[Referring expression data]

* * * * * * *

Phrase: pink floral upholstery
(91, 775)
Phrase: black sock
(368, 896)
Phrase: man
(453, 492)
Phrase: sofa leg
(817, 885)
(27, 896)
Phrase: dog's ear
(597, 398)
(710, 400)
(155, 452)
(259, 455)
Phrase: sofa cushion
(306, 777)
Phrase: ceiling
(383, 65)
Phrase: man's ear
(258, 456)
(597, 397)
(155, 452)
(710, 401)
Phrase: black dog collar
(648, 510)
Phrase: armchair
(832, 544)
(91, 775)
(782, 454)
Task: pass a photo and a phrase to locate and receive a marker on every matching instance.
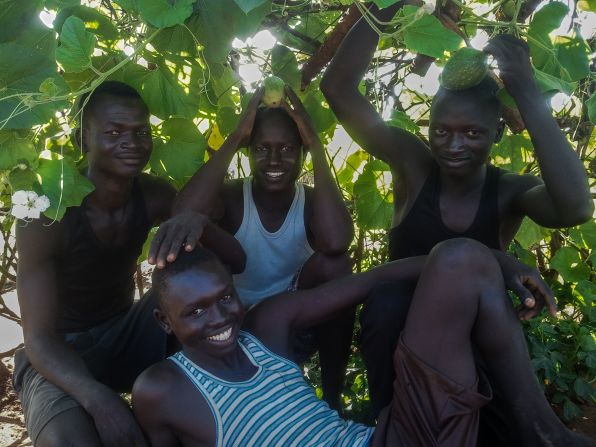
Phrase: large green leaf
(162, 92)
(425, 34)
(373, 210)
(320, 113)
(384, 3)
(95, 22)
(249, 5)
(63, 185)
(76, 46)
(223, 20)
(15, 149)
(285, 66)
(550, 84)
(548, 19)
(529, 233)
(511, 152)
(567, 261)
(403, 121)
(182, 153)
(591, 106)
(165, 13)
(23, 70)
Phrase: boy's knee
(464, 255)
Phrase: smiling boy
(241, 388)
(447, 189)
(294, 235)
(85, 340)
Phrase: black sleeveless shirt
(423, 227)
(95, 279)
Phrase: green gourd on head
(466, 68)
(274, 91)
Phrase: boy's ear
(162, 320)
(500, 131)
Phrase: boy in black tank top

* * * * * * *

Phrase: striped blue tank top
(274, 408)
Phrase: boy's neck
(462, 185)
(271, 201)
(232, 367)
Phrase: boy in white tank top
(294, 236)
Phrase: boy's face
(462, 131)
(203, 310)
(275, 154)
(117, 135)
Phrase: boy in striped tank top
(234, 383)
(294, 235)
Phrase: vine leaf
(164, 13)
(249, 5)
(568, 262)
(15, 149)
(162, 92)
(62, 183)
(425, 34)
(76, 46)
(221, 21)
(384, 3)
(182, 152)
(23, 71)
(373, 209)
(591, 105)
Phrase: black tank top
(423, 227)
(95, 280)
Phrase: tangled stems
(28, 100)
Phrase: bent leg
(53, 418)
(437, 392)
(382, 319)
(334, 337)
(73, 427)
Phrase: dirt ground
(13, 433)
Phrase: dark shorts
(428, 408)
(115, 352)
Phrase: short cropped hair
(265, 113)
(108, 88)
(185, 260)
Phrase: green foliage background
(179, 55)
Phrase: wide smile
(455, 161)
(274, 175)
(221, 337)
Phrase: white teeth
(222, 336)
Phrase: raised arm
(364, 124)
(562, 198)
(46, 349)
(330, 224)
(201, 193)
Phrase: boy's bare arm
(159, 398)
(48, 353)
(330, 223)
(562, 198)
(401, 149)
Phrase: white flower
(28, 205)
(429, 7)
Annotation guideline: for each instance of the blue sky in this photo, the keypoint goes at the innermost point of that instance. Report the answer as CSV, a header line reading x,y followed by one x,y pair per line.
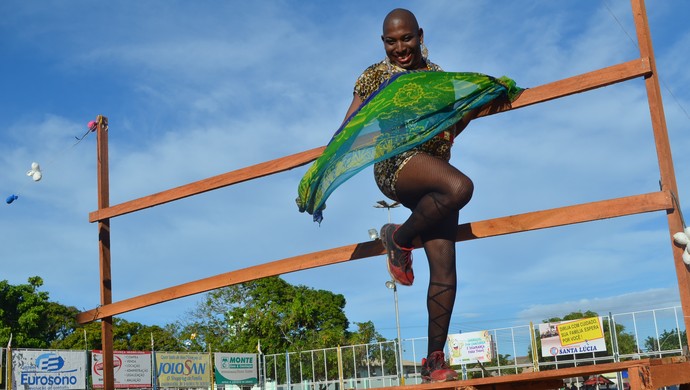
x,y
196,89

* * * * * * *

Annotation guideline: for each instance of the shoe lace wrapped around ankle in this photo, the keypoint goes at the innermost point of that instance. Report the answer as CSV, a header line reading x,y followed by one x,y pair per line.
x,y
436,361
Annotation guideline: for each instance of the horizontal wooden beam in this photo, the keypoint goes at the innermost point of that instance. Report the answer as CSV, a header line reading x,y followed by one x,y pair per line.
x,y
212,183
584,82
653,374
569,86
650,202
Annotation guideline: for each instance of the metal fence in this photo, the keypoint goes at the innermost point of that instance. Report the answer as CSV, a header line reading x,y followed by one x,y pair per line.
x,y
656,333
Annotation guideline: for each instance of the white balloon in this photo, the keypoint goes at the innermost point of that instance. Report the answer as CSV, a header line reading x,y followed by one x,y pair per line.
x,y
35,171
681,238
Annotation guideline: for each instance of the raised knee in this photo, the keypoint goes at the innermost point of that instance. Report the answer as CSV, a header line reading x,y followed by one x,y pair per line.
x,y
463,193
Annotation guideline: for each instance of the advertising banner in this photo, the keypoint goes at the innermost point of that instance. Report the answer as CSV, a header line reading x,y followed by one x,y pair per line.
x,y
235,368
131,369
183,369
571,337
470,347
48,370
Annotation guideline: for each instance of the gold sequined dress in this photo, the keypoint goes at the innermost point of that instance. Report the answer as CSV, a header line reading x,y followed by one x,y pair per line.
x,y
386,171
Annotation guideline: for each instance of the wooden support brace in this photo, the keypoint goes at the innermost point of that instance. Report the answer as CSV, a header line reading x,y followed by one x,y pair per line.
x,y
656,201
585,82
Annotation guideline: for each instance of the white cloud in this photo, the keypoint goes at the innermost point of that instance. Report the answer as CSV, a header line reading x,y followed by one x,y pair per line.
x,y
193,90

* * * * * * *

- Task brief -
Beginning at the line with "Phrase: dog's ear" and stopping after the line with "Task: pass a", please write out every line of the data above exactly and nothing else.

- Written answer -
Phrase: dog's ear
(597, 398)
(710, 400)
(155, 452)
(259, 455)
Phrase: sofa cushion
(306, 777)
Phrase: ceiling
(383, 65)
Phrase: man's ear
(258, 456)
(597, 397)
(155, 452)
(710, 401)
Phrase: black dog collar
(648, 510)
Phrase: armchair
(832, 544)
(91, 775)
(782, 454)
Task: pass a photo and a phrase to locate and receive a marker on every matching instance.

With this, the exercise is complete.